> DESCRIPCIÓN DEL EJERCICIO: Indica si cada afirmación concuerda con el texto sobre la poesía de Antonio Colinas y responde sí o no, citando literalmente las palabras del texto que lo deciden. (a) Junto al lago se escribió en 1967. (b) Junto al lago es el libro que cierra la reedición de la poesía completa. (c) Junto al lago se publicó por primera vez en Cuadernos para Lisa.

El latido sagrado del mundo
Pese a ser nietos del Romanticismo, o precisamente por serlo, muchos sesentayochistas abogaron por una poética fría, en respuesta a la hinchazón expansiva de un yo instalado en el confesionalismo. En el fondo, era el propio Romanticismo el que había incubado esta reserva contra el patetismo biográfico. Quienes, como Antonio Colinas (La Bañeza, León, 1946), apostaron desde el primer momento por una emoción compulsada por la experiencia personal, no es que fueran más románticos que sus compañeros, sino que prefirieron ser fieles al modo del Romanticismo antes que congruentes con el discurso de disolución que anidaba embrionariamente en él. Ello se percibe en Junto al lago, un cuaderno primerizo que abre esta reedición de su poesía completa, y que es una de las dos novedades de El río de sombra; la otra es Tiempo y abismo, que lo cierra, un libro ligero de forma y grávido de sentimiento que ya fue comentado en estas páginas. Junto al lago, serie de poemas arromanzados de arte mayor, permaneció inédito hasta su publicación en Cuadernos para Lisa (2001). Escrito en 1967, registra una historia iniciática de amor y soledad, al recuesto del lago de Sanabria y del monasterio de bernardos de San Martín de Castañeda. Su pasión no está tamizada aún por los velos de la cultura ni cuaja en una reflexión universalmente compartible, pero anuncia el título de 1969 Preludios a una noche total.

Datos de anclaje de expresiones referenciales:
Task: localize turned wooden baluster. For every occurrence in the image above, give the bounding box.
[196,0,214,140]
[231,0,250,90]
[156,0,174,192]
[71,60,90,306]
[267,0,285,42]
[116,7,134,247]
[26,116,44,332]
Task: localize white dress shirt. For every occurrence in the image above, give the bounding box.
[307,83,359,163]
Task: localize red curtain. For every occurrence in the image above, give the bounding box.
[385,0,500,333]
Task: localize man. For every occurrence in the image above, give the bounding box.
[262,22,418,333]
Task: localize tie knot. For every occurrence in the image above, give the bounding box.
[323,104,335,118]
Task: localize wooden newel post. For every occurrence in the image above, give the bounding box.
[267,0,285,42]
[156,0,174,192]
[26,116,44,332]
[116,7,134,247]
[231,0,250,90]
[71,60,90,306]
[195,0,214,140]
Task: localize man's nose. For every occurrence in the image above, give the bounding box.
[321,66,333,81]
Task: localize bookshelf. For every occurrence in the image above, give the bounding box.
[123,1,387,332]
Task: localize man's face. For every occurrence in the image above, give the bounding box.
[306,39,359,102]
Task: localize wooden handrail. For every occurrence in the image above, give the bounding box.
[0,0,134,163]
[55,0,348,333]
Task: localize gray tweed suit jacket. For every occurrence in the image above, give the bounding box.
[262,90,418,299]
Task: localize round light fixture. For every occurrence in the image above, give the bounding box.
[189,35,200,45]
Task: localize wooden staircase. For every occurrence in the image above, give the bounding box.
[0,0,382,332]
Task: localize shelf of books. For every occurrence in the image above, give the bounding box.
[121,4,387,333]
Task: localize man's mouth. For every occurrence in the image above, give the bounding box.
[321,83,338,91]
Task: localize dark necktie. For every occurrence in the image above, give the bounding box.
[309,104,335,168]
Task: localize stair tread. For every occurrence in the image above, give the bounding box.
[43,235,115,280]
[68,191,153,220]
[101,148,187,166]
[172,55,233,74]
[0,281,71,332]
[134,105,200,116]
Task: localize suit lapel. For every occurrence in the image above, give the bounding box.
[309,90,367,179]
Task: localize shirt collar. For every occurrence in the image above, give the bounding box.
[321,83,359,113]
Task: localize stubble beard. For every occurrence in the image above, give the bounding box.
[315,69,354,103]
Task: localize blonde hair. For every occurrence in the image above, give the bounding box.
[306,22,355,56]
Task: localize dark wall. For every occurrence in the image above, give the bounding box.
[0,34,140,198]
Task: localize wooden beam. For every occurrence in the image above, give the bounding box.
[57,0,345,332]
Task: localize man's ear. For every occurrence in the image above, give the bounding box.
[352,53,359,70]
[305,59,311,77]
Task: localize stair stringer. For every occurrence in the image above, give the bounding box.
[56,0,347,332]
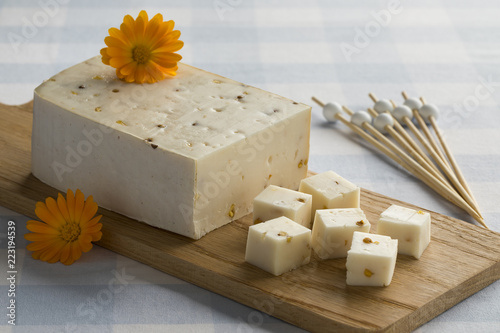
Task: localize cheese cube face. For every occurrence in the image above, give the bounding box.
[32,56,311,239]
[312,208,370,259]
[245,216,311,276]
[299,171,360,218]
[377,205,431,259]
[253,185,312,228]
[346,231,398,287]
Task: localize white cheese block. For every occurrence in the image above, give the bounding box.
[377,205,431,259]
[32,56,311,239]
[253,185,312,228]
[312,208,370,259]
[299,171,360,219]
[346,231,398,287]
[245,216,311,275]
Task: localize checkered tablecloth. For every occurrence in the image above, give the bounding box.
[0,0,500,333]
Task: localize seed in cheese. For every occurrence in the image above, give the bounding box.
[253,185,312,228]
[245,216,311,276]
[299,171,360,218]
[32,56,311,239]
[377,205,431,259]
[312,208,370,259]
[346,231,398,287]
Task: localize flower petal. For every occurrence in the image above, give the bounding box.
[70,242,82,261]
[120,61,137,75]
[106,46,132,59]
[57,193,71,221]
[40,241,66,263]
[109,57,135,68]
[75,189,85,223]
[60,243,71,264]
[108,28,129,43]
[26,220,59,236]
[24,232,57,242]
[26,240,56,251]
[104,36,129,49]
[154,40,184,53]
[45,197,66,225]
[66,189,75,222]
[35,203,60,228]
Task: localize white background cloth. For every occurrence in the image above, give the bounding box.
[0,0,500,332]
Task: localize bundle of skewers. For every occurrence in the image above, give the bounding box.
[312,92,487,228]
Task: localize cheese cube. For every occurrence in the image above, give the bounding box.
[299,171,360,218]
[253,185,312,228]
[377,205,431,259]
[245,216,311,275]
[32,56,311,239]
[312,208,370,259]
[346,231,398,287]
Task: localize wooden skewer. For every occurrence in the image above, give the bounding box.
[413,106,481,215]
[313,98,486,227]
[417,97,477,210]
[368,92,442,182]
[368,108,453,189]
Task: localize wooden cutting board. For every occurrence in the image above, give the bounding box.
[0,103,500,333]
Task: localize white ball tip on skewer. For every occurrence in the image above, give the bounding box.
[351,111,372,127]
[403,97,422,110]
[373,113,394,134]
[418,104,439,123]
[323,102,342,123]
[373,99,394,113]
[392,105,413,123]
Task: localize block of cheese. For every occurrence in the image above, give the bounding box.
[245,216,311,275]
[32,56,311,239]
[299,171,360,219]
[346,231,398,287]
[312,208,370,259]
[377,205,431,259]
[253,185,312,228]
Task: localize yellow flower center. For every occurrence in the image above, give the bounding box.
[132,45,151,65]
[59,222,82,243]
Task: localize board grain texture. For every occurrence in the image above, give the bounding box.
[0,103,500,333]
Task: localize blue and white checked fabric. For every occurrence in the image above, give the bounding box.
[0,0,500,332]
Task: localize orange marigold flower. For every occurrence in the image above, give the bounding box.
[101,10,184,83]
[24,190,102,265]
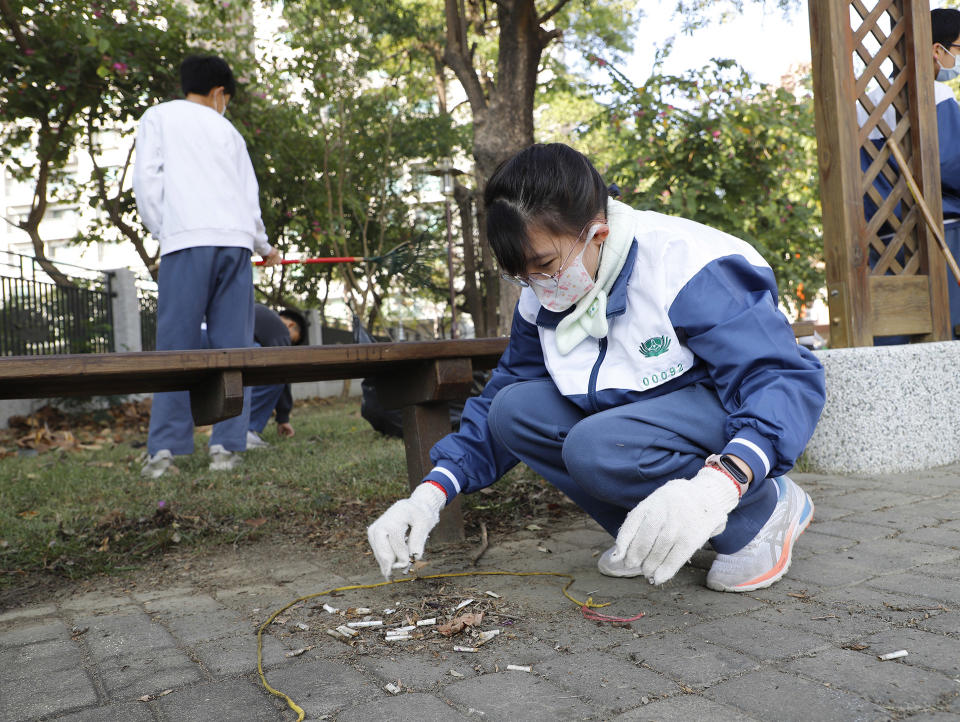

> RESPUESTA A CONTINUACIÓN:
(a) Sí: «Escrito en 1967».
(b) No: «un cuaderno primerizo que abre esta reedición de su poesía completa».
(c) Sí: «permaneció inédito hasta su publicación en Cuadernos para Lisa (2001)».